## [EXERCISE BRIEF]
Reproduce the items starting at the line containing "Expected: for every instance of the shelf" and ending at the line containing "x=359 y=337", with "innermost point" changed to "center point" and everything else left unchanged.

## [SOURCE RECORDS]

[START]

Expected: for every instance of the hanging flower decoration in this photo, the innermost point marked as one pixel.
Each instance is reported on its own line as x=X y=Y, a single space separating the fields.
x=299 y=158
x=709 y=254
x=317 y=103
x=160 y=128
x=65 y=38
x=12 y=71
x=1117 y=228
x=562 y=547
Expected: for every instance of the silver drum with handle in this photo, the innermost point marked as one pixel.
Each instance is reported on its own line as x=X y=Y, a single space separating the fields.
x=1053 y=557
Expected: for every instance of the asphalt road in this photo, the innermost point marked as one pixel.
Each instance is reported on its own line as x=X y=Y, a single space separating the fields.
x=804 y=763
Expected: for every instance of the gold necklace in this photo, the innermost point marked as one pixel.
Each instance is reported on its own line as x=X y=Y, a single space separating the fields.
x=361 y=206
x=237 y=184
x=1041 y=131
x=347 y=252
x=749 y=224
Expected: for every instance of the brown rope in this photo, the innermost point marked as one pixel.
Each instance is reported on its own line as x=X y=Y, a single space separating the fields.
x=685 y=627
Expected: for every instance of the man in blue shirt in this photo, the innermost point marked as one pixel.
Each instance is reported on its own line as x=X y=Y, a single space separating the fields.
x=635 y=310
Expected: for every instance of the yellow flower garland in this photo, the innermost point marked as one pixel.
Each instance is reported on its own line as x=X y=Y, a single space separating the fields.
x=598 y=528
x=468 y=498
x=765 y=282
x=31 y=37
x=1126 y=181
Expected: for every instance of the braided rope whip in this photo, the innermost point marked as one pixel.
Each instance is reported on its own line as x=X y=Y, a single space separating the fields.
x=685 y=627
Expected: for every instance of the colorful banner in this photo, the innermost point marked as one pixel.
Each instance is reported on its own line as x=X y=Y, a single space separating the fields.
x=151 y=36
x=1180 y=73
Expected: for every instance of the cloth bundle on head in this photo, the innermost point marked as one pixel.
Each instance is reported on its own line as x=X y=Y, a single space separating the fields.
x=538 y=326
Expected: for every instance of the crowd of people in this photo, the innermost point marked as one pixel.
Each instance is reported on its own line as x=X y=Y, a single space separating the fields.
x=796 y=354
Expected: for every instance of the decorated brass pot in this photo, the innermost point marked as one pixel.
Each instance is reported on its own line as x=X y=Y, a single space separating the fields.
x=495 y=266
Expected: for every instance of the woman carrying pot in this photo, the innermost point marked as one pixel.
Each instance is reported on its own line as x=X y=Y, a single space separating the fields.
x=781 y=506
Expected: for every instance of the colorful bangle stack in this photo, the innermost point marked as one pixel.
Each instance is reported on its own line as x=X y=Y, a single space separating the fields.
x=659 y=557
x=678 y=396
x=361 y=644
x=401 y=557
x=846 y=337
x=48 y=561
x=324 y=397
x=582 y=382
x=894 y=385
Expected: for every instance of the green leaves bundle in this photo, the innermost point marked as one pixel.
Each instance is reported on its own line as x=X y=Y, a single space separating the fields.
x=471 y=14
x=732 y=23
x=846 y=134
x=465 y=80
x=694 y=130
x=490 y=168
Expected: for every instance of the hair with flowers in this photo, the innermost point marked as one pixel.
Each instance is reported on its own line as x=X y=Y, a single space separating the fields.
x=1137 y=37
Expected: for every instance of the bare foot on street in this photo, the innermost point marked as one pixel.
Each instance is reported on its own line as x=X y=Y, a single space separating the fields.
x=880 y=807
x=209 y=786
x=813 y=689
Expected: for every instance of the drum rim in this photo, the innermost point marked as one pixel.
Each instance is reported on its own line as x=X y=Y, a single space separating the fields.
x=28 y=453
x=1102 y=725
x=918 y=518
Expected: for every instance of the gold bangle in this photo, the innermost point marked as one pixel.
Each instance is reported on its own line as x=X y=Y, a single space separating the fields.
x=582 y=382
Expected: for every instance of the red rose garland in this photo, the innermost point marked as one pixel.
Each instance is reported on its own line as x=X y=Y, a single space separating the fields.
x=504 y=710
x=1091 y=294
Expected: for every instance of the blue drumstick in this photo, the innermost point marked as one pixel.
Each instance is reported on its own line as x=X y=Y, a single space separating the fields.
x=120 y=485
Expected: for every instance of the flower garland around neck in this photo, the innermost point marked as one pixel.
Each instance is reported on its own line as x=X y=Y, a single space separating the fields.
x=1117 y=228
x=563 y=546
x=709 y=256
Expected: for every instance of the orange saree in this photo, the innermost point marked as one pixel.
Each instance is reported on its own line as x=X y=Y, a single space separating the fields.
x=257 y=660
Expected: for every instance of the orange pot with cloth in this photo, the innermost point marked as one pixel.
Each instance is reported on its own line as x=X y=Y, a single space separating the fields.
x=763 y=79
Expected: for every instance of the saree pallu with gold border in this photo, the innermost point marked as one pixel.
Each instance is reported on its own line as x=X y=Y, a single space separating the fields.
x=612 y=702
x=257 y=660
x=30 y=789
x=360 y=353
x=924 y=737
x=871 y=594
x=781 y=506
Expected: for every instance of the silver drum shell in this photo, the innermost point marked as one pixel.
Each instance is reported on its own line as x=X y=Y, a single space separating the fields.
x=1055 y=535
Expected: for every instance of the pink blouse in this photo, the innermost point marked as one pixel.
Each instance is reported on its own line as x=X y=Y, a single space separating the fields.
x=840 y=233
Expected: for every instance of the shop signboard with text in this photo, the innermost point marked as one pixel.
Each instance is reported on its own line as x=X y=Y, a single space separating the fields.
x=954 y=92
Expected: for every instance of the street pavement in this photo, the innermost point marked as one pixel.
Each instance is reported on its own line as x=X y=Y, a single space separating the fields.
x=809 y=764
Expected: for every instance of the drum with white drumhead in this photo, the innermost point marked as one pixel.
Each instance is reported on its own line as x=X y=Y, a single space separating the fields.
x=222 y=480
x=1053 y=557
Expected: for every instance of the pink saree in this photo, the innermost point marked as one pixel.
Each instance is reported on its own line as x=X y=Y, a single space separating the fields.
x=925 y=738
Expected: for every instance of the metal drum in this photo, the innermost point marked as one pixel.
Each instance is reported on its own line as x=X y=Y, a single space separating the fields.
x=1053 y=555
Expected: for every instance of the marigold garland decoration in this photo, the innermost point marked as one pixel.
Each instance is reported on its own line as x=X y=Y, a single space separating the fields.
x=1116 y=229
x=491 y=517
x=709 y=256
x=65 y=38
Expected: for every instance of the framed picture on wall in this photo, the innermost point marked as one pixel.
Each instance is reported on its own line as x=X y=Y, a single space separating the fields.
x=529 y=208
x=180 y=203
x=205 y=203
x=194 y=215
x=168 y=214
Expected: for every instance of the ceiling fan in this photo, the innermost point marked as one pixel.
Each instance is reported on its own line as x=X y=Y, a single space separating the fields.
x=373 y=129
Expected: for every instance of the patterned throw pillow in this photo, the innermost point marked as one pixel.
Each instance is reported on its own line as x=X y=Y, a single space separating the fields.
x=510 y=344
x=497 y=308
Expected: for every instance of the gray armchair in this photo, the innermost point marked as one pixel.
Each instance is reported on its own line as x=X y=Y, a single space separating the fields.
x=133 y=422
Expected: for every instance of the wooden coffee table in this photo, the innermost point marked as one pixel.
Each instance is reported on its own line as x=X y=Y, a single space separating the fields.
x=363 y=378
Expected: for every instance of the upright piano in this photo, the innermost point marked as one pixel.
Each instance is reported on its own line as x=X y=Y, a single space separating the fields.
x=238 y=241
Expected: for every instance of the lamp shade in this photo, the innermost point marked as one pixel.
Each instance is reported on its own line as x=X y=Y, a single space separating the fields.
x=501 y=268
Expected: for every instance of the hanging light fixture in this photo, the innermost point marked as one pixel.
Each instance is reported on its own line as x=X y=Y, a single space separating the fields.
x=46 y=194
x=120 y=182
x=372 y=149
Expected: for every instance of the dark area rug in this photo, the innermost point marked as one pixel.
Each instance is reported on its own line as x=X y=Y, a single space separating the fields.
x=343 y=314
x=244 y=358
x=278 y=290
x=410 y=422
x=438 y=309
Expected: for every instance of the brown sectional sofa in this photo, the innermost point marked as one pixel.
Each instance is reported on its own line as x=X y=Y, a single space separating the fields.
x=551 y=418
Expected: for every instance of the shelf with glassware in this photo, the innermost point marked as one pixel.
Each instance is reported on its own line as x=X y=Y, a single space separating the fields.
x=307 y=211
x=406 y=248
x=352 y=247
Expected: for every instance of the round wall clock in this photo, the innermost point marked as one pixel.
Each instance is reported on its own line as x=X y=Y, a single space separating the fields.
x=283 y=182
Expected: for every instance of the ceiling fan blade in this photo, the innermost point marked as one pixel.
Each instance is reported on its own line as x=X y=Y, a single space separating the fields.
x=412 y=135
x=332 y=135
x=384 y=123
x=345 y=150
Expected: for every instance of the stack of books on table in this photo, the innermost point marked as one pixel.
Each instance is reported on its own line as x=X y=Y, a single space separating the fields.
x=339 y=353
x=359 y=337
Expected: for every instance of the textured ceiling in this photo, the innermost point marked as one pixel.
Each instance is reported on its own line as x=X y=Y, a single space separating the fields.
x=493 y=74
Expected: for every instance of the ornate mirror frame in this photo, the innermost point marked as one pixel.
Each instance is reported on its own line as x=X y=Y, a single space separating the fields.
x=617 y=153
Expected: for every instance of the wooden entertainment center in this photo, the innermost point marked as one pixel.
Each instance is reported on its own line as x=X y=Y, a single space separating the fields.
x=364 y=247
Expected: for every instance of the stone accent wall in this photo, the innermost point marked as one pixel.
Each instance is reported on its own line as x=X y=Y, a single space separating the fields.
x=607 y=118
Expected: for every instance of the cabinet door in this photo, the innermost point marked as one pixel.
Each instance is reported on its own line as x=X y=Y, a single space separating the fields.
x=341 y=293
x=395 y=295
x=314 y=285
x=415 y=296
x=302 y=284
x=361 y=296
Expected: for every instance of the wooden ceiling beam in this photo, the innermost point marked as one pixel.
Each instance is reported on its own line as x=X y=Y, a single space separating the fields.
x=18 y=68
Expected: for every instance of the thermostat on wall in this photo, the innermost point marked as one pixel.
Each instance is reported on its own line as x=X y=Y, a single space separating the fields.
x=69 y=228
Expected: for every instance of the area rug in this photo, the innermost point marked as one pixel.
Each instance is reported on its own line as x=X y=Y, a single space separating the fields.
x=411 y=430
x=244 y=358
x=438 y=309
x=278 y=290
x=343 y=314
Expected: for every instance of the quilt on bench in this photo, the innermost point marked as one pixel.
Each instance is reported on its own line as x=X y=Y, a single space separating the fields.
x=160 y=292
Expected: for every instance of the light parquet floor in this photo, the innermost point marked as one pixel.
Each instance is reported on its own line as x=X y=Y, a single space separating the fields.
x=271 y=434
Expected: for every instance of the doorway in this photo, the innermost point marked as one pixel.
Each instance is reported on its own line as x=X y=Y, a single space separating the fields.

[END]

## [THE RESULT]
Expected: for every instance of the shelf with glassware in this photo, the center point marked as one pixel.
Each instance is reported on its own line as x=X y=Y, a single space separating the fields.
x=307 y=211
x=406 y=248
x=352 y=247
Expected: for every instance of the round wall clock in this photo, the center point marked as one pixel.
Each instance is reported on its own line as x=X y=Y, a single space separating the fields.
x=283 y=182
Expected: for every instance of the ceiling fan blade in this photo, the center point marked as one pixel.
Each instance is reported on its own line as x=X y=Y, a single space separating the fields.
x=412 y=135
x=332 y=135
x=384 y=123
x=345 y=150
Expected: for every instance of the stack of books on table in this photo, the center point marked as one pixel.
Each instance is reported on its own line as x=X y=Y, a single space separating the fields.
x=339 y=353
x=359 y=337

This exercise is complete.